▶ _EXERCISE OBJECTIVE_
Restate all of the data exactly.

▶ _SUPPLIED RECORDS_
********
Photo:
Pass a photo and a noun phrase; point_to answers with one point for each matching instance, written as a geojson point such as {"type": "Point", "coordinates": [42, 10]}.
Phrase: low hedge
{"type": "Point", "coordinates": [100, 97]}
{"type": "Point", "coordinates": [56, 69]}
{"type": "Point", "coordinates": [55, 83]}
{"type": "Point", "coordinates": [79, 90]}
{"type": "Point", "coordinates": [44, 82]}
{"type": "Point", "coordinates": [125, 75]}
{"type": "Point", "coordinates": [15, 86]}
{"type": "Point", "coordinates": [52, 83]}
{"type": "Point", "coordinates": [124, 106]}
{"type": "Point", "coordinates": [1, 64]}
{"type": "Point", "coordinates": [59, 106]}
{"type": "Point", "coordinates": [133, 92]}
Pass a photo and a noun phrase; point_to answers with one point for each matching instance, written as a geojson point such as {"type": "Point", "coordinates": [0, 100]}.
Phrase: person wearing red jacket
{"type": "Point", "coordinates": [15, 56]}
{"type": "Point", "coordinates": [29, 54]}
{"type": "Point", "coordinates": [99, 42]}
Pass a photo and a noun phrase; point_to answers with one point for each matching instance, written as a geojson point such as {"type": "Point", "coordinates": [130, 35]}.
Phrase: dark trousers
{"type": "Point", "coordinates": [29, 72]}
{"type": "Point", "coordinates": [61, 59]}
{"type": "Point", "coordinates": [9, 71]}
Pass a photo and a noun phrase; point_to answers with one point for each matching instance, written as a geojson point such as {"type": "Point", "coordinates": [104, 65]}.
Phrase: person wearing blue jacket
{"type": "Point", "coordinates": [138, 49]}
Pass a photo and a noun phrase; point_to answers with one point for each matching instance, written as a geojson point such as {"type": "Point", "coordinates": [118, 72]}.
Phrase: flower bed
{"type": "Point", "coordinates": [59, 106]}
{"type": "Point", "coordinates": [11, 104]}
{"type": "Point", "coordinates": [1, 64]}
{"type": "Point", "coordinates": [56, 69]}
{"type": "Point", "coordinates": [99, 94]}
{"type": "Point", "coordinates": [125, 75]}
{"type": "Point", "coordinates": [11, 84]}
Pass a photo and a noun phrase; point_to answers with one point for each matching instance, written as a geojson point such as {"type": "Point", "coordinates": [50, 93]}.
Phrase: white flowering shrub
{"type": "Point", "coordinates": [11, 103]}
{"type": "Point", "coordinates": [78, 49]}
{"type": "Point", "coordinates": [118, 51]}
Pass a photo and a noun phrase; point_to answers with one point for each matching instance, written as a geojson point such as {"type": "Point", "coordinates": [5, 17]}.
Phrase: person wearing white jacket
********
▶ _ANSWER BELOW_
Photo:
Pass a photo and a noun phrase; point_to answers with one point for each matching instance, written as a geojson point such as {"type": "Point", "coordinates": [42, 10]}.
Phrase: low hedge
{"type": "Point", "coordinates": [100, 97]}
{"type": "Point", "coordinates": [56, 69]}
{"type": "Point", "coordinates": [55, 83]}
{"type": "Point", "coordinates": [79, 90]}
{"type": "Point", "coordinates": [44, 82]}
{"type": "Point", "coordinates": [125, 75]}
{"type": "Point", "coordinates": [15, 86]}
{"type": "Point", "coordinates": [52, 83]}
{"type": "Point", "coordinates": [124, 106]}
{"type": "Point", "coordinates": [1, 64]}
{"type": "Point", "coordinates": [59, 106]}
{"type": "Point", "coordinates": [133, 92]}
Pass a photo and a noun phrase; point_to answers with one point for each matching instance, written as a geojson point such as {"type": "Point", "coordinates": [0, 100]}.
Phrase: person wearing red jacket
{"type": "Point", "coordinates": [15, 56]}
{"type": "Point", "coordinates": [29, 54]}
{"type": "Point", "coordinates": [99, 42]}
Pass a photo and a noun phrase; point_to answers with one point for each matching instance, written as a geojson point such as {"type": "Point", "coordinates": [130, 35]}.
Phrase: dark trousers
{"type": "Point", "coordinates": [29, 72]}
{"type": "Point", "coordinates": [61, 59]}
{"type": "Point", "coordinates": [9, 71]}
Pass a photo and a noun phrase; point_to answers with one point for each matching instance, written as a geojson point such as {"type": "Point", "coordinates": [104, 65]}.
Phrase: person wearing blue jacket
{"type": "Point", "coordinates": [138, 49]}
Pass a photo and a noun phrase; point_to answers with one point for each matching instance, written as a geojson point such as {"type": "Point", "coordinates": [118, 72]}.
Phrase: flower bed
{"type": "Point", "coordinates": [59, 106]}
{"type": "Point", "coordinates": [11, 104]}
{"type": "Point", "coordinates": [1, 64]}
{"type": "Point", "coordinates": [56, 69]}
{"type": "Point", "coordinates": [99, 94]}
{"type": "Point", "coordinates": [125, 75]}
{"type": "Point", "coordinates": [11, 84]}
Pass a photo and a noun phrase; point_to answers with one point for each matching instance, written as a geojson point such as {"type": "Point", "coordinates": [50, 93]}.
Phrase: white flowering shrub
{"type": "Point", "coordinates": [11, 103]}
{"type": "Point", "coordinates": [78, 49]}
{"type": "Point", "coordinates": [118, 51]}
Pass a photo and a noun phrase; point_to answers with one point for each matching instance, written as a geojson point such as {"type": "Point", "coordinates": [5, 17]}.
Phrase: person wearing white jacket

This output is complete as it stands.